# Records provided

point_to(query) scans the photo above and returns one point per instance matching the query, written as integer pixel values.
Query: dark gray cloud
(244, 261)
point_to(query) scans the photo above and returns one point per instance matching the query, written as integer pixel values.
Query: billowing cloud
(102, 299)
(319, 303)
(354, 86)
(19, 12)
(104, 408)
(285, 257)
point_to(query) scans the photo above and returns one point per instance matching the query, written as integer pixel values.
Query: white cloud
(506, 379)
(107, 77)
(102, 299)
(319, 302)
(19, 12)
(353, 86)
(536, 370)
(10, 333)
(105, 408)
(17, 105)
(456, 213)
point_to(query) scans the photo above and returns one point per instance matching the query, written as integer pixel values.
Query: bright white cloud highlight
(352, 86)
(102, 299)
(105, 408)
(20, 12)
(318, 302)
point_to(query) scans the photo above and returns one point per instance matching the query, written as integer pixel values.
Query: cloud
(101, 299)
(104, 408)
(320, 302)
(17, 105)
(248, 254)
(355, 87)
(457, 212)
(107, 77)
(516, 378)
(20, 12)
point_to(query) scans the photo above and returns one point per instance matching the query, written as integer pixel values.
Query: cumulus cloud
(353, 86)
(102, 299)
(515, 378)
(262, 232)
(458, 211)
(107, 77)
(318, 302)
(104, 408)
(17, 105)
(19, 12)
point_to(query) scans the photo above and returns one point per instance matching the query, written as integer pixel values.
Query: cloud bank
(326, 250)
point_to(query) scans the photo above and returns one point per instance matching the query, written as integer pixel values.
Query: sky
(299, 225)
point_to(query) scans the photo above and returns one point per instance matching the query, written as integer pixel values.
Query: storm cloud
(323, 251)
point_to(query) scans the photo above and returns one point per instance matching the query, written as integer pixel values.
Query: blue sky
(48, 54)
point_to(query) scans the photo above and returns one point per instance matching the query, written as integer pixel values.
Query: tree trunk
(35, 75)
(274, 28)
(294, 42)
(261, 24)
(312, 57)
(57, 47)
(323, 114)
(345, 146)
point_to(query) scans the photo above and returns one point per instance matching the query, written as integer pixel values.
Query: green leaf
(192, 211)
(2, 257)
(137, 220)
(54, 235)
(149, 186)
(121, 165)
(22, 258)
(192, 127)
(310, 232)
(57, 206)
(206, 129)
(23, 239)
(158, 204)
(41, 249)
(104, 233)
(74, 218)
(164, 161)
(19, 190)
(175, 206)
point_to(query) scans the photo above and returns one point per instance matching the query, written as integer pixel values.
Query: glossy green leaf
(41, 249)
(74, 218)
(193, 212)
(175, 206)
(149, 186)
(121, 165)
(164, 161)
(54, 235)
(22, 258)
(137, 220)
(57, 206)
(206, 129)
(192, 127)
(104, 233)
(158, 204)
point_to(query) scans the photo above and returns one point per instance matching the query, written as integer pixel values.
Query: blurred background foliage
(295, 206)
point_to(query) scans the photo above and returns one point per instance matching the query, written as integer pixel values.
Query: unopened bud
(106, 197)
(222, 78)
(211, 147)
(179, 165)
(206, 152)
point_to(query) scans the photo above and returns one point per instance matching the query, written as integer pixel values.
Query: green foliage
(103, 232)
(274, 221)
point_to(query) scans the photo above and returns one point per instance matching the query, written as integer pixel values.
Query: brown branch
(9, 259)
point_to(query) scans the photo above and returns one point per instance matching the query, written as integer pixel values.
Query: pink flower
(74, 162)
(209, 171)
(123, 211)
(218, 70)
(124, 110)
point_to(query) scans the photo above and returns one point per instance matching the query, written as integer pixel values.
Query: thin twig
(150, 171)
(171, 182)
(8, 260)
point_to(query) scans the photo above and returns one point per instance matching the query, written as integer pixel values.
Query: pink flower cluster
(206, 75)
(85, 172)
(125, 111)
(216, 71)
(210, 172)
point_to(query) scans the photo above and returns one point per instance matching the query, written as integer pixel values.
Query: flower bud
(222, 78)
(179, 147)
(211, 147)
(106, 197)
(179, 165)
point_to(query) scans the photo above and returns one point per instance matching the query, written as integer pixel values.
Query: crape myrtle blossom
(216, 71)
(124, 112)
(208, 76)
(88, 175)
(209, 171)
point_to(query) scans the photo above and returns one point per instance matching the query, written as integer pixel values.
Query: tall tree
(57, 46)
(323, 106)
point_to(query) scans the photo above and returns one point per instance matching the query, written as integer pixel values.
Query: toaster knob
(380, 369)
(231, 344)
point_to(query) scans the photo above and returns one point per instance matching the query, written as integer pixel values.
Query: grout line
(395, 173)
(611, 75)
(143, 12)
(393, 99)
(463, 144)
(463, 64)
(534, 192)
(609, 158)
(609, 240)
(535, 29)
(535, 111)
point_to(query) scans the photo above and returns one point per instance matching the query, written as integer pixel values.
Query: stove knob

# Problem to work on
Lines are to be repeated exactly from the one that contains "Query: grout line" through the last line of the listing, with both ends kept and no others added.

# Answer below
Query: grout line
(395, 173)
(611, 75)
(143, 12)
(393, 99)
(463, 144)
(463, 64)
(534, 192)
(609, 158)
(609, 240)
(535, 29)
(535, 111)
point_to(query) scans the photo above and returns one point per instance matching the query, written as integer pixel values.
Query: stove knob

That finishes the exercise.